やること. 雪の文章から、「この前のすごく冷え込んだ翌朝」で始まり「母親は、縫い物をしていて全然気がついていませんでした。」まで続く部分を、一字も変えずに書き写してください。

元の文章.
2010年12月18日

第362号:母の涙は雪の音

この前のすごく冷え込んだ翌朝、夜中に雪が降ったかのよいに、近くの家の屋根が霜で白くなっていました。


「雪」というと、皆さまもいろんな思い出や連想するモノがあると思います。


私が一番に思い浮かべるのは『どんぐりの家』という漫画のあるエピソード。前にかきましたっけ?


耳の聴こえない男の子は、学校の帰り道、雪が降ってきたのがなんだか嬉しくて、急いで家に帰り、母親に教えます。


母親は、縫い物をしていて全然気がついていませんでした。


私たちもそうですよね、冷え込んできたな~、なんだか静かだな~と思ったら雪が降っていた…よくあることです。


でも…彼はずっと『音』のない世界にいます。目に見えない『音』が知りたくて、いろんな本や漫画を読みました。


風はひゅうひゅう、笑い声はアハハやクスクス、雨はザーザー、しとしと…。雪が降る音だって…。

[物の位置の注記データ]
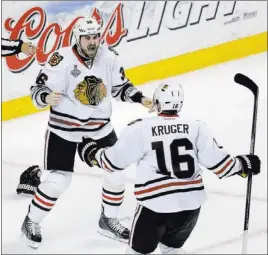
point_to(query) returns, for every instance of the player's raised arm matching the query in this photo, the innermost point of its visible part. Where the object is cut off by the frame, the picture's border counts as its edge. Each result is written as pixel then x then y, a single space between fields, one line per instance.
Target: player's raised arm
pixel 216 159
pixel 122 88
pixel 49 82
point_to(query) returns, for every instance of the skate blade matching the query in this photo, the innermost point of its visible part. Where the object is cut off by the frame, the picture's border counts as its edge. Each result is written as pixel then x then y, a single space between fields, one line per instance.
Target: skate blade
pixel 31 244
pixel 110 235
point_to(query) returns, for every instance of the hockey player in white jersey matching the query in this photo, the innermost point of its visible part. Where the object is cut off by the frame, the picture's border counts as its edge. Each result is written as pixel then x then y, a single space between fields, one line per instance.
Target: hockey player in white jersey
pixel 169 189
pixel 78 83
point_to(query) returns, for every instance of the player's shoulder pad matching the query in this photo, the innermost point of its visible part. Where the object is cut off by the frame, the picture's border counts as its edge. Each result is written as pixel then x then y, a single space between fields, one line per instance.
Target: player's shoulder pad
pixel 134 121
pixel 113 50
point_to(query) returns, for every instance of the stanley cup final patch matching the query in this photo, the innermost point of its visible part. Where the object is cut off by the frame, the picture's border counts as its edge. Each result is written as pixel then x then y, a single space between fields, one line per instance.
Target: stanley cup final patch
pixel 75 72
pixel 55 59
pixel 90 91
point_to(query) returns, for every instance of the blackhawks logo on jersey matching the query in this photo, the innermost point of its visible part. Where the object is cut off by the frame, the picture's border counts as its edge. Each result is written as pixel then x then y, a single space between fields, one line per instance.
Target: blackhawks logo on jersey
pixel 90 91
pixel 55 59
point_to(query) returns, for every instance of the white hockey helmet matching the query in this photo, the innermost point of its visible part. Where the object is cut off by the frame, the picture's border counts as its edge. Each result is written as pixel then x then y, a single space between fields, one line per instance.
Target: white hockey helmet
pixel 168 97
pixel 86 26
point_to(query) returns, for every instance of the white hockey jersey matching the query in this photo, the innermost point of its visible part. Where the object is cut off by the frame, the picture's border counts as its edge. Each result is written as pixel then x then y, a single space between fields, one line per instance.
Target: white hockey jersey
pixel 168 152
pixel 85 106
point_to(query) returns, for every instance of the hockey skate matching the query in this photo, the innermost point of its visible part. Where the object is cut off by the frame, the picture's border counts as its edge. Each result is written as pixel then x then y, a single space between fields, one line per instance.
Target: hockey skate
pixel 31 233
pixel 112 228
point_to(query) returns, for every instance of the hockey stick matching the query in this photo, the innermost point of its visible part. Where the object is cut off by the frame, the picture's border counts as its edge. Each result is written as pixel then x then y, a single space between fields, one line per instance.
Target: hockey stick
pixel 248 83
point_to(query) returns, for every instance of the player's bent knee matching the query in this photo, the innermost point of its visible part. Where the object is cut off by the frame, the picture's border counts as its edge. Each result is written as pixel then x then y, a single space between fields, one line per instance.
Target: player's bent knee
pixel 58 182
pixel 115 179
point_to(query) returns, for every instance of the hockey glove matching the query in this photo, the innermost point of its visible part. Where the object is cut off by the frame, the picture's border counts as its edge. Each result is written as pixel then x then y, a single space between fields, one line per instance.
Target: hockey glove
pixel 250 164
pixel 87 150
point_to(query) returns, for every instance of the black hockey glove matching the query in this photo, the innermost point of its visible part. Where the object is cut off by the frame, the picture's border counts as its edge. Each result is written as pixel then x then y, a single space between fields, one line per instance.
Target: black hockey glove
pixel 87 150
pixel 29 180
pixel 250 164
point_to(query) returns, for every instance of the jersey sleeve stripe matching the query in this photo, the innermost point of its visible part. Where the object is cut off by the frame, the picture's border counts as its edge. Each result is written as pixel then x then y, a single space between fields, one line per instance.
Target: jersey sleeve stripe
pixel 227 172
pixel 109 162
pixel 221 170
pixel 219 164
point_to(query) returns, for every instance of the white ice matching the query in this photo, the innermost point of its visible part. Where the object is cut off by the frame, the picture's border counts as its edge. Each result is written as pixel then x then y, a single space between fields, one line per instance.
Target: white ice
pixel 210 95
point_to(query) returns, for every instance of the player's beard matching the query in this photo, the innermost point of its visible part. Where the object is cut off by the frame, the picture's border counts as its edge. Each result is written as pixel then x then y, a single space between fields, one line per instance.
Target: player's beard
pixel 91 51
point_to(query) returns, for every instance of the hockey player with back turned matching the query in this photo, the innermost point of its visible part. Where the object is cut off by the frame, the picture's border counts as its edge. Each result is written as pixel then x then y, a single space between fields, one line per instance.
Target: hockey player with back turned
pixel 78 83
pixel 169 189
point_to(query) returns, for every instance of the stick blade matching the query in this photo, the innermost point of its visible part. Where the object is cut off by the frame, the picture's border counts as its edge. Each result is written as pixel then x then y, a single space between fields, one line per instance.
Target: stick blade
pixel 246 82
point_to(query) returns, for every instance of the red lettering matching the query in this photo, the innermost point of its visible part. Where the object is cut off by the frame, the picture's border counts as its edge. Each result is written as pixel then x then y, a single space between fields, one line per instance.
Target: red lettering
pixel 113 33
pixel 63 39
pixel 112 39
pixel 96 15
pixel 24 24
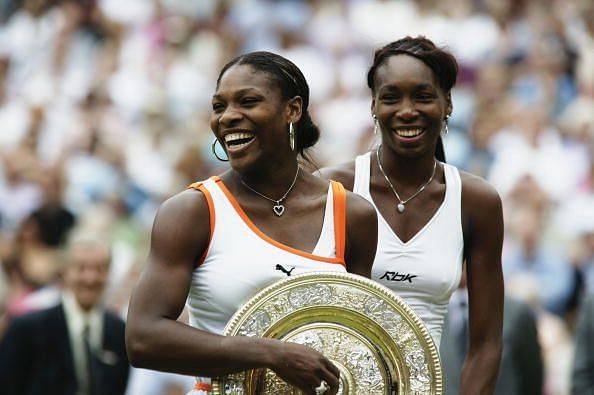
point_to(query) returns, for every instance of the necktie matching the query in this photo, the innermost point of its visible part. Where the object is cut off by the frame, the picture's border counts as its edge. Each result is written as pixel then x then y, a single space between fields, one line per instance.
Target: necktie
pixel 90 360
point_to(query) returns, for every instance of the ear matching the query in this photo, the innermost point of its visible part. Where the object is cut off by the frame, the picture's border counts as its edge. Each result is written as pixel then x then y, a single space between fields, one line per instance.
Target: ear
pixel 449 104
pixel 294 109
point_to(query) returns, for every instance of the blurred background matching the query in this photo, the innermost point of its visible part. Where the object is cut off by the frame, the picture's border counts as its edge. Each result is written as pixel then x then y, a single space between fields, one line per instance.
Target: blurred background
pixel 104 108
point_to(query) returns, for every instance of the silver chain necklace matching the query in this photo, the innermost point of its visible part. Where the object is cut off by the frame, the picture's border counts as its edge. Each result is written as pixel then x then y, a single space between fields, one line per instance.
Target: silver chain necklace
pixel 277 208
pixel 401 203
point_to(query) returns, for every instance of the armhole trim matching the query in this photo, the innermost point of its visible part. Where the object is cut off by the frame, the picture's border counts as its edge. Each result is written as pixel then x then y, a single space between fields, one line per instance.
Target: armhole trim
pixel 339 194
pixel 211 218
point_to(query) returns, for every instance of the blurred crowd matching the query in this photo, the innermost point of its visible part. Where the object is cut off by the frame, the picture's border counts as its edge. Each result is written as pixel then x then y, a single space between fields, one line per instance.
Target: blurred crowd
pixel 104 108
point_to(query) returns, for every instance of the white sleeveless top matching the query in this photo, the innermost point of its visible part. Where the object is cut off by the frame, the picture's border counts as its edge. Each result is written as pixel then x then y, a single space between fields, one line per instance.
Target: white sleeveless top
pixel 241 260
pixel 425 270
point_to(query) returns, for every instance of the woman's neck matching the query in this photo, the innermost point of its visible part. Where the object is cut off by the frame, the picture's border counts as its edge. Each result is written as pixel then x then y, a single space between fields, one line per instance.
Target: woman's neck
pixel 404 170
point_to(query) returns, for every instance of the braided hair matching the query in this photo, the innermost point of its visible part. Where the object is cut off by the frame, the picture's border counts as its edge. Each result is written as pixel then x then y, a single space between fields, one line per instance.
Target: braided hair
pixel 442 63
pixel 291 83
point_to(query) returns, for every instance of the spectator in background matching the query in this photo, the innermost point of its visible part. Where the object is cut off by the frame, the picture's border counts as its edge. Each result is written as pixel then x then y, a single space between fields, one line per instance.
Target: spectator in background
pixel 582 374
pixel 531 257
pixel 521 370
pixel 76 347
pixel 53 218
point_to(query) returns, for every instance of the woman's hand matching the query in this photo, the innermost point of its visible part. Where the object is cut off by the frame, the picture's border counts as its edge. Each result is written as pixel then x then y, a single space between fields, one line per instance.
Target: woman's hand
pixel 305 368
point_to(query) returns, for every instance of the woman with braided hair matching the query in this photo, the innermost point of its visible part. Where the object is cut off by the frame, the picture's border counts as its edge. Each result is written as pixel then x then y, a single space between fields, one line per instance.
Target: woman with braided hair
pixel 432 218
pixel 218 243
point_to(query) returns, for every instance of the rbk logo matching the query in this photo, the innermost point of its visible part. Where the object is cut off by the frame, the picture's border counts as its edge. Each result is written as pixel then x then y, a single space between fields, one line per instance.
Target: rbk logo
pixel 395 276
pixel 282 269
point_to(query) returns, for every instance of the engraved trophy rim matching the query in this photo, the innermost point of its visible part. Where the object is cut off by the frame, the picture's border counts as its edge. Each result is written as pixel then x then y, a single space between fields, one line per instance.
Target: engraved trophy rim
pixel 343 318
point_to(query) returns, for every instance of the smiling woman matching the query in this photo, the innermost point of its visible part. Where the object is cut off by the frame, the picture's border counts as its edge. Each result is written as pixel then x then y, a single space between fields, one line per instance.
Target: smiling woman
pixel 432 217
pixel 218 243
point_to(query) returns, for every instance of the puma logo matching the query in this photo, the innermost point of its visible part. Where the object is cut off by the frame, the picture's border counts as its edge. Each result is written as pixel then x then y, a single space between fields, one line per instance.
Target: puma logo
pixel 282 269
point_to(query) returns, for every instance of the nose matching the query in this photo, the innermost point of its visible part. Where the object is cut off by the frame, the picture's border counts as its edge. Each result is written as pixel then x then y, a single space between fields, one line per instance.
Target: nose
pixel 229 116
pixel 407 110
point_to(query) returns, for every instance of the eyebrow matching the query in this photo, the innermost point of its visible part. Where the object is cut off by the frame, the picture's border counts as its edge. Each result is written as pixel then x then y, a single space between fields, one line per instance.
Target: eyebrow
pixel 237 93
pixel 421 86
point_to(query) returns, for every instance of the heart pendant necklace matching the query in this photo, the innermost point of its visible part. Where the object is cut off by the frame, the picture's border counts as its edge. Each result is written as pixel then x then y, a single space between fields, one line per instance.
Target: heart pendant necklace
pixel 278 208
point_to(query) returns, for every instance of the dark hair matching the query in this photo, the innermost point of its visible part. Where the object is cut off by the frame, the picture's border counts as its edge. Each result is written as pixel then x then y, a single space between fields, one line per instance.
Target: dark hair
pixel 442 63
pixel 291 83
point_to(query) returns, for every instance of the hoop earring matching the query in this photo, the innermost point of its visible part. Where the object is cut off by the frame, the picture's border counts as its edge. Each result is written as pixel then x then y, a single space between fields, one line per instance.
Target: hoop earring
pixel 375 125
pixel 214 150
pixel 291 136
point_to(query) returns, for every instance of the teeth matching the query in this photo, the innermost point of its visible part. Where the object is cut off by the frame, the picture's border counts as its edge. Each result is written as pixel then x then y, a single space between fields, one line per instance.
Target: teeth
pixel 409 133
pixel 237 136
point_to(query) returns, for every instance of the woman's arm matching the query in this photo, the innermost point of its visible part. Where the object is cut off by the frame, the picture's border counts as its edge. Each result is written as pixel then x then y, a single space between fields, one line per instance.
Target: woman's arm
pixel 155 340
pixel 483 238
pixel 361 237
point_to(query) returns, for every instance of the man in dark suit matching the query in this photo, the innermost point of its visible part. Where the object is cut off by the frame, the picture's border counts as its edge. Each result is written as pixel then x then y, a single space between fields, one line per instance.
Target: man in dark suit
pixel 582 374
pixel 76 347
pixel 521 368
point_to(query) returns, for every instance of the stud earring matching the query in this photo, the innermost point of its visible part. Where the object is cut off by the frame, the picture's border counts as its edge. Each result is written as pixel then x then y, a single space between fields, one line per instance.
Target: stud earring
pixel 291 136
pixel 375 124
pixel 214 150
pixel 445 125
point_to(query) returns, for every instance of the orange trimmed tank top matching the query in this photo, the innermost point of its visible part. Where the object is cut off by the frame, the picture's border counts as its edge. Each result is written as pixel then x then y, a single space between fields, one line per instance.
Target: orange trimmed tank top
pixel 241 260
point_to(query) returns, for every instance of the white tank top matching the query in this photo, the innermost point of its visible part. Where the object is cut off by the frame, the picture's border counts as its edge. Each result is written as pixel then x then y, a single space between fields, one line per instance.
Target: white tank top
pixel 425 270
pixel 241 260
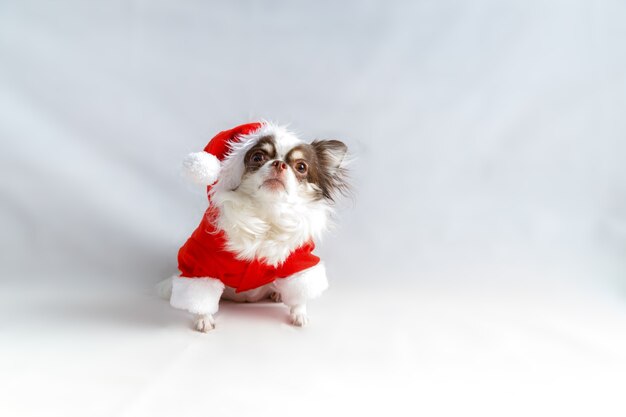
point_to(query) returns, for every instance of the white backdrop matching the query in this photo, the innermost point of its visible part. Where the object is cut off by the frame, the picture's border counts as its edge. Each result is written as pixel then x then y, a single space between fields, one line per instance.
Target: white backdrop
pixel 489 138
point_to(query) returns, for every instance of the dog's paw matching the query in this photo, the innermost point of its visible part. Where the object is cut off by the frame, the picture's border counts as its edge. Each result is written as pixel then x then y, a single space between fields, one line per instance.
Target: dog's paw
pixel 299 320
pixel 298 316
pixel 204 323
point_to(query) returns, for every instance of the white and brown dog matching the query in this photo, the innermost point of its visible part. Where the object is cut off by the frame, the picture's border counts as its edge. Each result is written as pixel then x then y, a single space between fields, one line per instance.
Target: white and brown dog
pixel 270 196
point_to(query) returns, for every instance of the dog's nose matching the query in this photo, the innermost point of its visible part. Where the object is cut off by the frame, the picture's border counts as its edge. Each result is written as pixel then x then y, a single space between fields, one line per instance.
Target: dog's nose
pixel 279 165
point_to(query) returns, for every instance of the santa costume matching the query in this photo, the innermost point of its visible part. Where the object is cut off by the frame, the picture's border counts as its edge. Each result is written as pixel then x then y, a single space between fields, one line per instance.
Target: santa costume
pixel 207 267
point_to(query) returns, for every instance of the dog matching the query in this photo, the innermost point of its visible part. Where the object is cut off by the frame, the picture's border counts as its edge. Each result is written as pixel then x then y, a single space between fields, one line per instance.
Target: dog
pixel 270 197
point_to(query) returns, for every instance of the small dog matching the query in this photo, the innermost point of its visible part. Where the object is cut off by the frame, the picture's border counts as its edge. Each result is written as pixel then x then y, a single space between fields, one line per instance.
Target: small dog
pixel 270 196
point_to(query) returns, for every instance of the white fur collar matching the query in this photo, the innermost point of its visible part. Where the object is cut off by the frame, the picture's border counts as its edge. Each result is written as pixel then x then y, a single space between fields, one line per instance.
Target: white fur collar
pixel 268 230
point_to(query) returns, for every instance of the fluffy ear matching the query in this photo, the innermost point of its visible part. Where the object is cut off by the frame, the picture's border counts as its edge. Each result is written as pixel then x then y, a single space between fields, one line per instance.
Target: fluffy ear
pixel 201 168
pixel 331 156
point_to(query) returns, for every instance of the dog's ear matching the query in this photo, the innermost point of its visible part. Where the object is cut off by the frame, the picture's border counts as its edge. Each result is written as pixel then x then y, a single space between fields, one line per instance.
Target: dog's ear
pixel 332 164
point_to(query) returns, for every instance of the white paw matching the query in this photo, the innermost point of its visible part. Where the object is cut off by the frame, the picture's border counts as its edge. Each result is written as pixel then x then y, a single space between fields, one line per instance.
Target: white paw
pixel 298 315
pixel 204 323
pixel 299 319
pixel 276 297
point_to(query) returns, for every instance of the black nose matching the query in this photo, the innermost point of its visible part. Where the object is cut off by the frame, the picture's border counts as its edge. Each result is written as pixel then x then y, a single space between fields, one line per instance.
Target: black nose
pixel 279 165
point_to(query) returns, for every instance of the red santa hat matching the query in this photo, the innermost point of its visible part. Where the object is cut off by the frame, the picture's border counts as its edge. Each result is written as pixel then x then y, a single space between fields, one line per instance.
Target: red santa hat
pixel 204 167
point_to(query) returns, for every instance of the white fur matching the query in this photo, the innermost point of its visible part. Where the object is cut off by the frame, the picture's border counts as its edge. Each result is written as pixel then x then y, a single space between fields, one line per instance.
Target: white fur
pixel 202 168
pixel 305 285
pixel 196 295
pixel 266 224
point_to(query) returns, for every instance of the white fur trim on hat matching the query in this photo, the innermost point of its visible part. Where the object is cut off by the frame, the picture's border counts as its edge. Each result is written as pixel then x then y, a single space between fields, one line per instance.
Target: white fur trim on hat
pixel 202 167
pixel 303 286
pixel 196 295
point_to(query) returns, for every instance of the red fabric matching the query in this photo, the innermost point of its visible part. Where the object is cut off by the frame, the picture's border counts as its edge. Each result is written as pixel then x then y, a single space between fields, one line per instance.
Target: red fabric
pixel 204 255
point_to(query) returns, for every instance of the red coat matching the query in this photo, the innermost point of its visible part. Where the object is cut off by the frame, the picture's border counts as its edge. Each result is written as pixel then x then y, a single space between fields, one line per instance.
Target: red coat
pixel 204 255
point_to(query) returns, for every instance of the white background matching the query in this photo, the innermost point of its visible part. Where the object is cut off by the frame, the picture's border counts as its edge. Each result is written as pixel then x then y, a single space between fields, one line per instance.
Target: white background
pixel 478 269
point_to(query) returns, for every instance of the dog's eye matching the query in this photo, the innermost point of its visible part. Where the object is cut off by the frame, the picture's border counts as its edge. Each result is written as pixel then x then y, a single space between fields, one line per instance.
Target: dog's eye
pixel 301 167
pixel 258 157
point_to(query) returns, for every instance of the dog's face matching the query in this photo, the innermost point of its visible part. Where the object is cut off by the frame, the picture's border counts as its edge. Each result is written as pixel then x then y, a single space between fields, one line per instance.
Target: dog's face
pixel 276 169
pixel 276 192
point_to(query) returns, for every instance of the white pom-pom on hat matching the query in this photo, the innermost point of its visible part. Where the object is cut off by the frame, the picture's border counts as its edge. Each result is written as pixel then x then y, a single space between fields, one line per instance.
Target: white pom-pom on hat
pixel 202 168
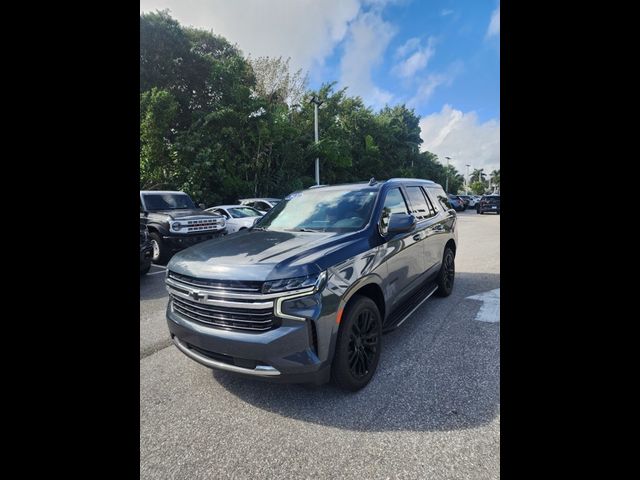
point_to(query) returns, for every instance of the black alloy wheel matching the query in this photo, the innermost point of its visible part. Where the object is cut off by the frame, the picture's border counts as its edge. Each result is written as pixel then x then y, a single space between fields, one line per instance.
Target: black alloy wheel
pixel 358 345
pixel 447 274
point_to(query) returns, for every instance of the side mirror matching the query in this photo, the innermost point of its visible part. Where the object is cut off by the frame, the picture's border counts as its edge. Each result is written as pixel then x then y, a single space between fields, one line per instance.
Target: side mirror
pixel 401 223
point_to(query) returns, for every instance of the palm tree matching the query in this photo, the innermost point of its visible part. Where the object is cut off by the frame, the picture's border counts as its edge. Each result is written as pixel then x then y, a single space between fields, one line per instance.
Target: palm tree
pixel 495 178
pixel 477 175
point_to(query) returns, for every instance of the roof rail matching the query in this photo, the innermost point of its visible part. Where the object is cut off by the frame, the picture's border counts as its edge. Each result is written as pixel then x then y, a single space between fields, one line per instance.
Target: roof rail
pixel 409 180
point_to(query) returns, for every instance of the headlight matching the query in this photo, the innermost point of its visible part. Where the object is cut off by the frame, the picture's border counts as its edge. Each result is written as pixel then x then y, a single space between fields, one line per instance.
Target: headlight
pixel 318 280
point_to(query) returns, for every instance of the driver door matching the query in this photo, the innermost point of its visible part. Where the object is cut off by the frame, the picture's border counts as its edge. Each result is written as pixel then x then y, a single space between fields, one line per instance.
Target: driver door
pixel 402 252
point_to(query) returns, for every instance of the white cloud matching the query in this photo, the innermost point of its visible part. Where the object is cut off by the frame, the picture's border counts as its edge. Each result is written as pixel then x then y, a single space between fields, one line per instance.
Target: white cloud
pixel 427 87
pixel 305 30
pixel 407 47
pixel 494 24
pixel 367 40
pixel 460 136
pixel 416 61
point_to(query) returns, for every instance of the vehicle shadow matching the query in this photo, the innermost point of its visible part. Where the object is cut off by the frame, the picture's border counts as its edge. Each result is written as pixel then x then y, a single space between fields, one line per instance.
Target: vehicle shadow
pixel 152 286
pixel 439 371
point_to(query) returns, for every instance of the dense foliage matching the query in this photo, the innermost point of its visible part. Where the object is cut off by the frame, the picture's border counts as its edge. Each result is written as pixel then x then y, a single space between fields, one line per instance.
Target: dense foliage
pixel 220 126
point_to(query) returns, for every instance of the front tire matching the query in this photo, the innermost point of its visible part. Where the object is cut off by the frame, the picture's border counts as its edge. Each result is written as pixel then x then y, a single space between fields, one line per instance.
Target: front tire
pixel 160 250
pixel 447 274
pixel 358 346
pixel 145 268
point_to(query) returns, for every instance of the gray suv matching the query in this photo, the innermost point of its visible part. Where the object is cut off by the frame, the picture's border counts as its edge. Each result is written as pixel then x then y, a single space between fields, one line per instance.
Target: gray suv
pixel 306 294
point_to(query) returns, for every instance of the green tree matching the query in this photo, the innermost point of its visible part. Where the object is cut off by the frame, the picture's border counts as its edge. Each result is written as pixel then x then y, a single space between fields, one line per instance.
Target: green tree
pixel 219 126
pixel 477 175
pixel 495 178
pixel 478 187
pixel 158 110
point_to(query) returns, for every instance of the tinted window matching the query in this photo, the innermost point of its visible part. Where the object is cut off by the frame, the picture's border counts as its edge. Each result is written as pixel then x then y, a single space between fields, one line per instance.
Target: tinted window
pixel 244 212
pixel 442 198
pixel 394 203
pixel 420 207
pixel 167 201
pixel 339 210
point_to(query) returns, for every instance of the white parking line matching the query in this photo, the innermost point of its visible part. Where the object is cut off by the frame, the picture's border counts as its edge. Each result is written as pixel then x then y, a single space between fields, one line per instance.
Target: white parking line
pixel 490 308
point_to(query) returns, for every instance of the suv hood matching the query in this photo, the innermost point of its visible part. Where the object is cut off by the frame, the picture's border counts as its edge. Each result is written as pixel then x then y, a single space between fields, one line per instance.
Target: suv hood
pixel 259 255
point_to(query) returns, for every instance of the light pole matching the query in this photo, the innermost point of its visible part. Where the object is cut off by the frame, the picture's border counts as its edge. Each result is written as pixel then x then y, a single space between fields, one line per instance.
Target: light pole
pixel 467 179
pixel 316 104
pixel 446 185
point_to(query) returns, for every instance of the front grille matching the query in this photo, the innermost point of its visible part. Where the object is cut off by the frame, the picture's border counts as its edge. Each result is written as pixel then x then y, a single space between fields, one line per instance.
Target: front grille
pixel 230 305
pixel 256 320
pixel 202 224
pixel 228 285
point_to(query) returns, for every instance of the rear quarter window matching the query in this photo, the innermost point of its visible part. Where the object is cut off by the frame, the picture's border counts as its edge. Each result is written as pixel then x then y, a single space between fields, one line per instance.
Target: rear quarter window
pixel 442 198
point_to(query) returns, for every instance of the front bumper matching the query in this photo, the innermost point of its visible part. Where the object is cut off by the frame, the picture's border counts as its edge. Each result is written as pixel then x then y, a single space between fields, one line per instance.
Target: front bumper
pixel 284 354
pixel 178 242
pixel 146 252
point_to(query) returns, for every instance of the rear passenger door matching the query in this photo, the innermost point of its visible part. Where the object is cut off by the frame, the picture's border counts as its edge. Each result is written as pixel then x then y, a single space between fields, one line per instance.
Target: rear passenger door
pixel 427 218
pixel 446 219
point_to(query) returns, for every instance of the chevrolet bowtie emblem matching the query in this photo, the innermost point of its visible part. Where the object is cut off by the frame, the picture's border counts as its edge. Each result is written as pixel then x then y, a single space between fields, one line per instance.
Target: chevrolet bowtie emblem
pixel 196 295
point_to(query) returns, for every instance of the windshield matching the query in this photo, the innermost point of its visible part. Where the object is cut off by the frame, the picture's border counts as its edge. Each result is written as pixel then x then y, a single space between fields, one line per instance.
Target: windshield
pixel 343 210
pixel 167 201
pixel 243 212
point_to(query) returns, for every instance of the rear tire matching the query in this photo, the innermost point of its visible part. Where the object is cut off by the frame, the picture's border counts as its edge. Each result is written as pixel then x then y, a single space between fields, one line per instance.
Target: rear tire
pixel 447 273
pixel 358 346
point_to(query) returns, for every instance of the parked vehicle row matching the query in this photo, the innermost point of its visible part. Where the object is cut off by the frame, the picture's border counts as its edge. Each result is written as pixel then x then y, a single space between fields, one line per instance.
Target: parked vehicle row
pixel 489 203
pixel 172 222
pixel 175 222
pixel 457 203
pixel 238 217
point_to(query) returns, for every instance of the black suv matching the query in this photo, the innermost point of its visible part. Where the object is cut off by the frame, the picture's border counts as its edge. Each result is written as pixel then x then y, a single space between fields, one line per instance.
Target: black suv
pixel 488 203
pixel 306 294
pixel 146 249
pixel 174 222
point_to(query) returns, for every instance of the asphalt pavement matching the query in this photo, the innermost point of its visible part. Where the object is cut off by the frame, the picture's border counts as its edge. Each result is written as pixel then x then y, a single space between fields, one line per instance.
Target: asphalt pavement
pixel 431 411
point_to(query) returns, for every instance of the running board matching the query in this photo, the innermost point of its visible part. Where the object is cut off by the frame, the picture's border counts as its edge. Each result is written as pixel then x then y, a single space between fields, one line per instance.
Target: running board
pixel 404 311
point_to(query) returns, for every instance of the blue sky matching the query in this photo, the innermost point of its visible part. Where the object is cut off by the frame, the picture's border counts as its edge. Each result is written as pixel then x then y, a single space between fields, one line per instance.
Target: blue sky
pixel 440 57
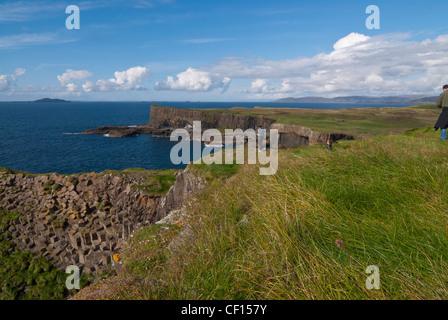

解答例.
この前のすごく冷え込んだ翌朝、夜中に雪が降ったかのよいに、近くの家の屋根が霜で白くなっていました。


「雪」というと、皆さまもいろんな思い出や連想するモノがあると思います。


私が一番に思い浮かべるのは『どんぐりの家』という漫画のあるエピソード。前にかきましたっけ?


耳の聴こえない男の子は、学校の帰り道、雪が降ってきたのがなんだか嬉しくて、急いで家に帰り、母親に教えます。


母親は、縫い物をしていて全然気がついていませんでした。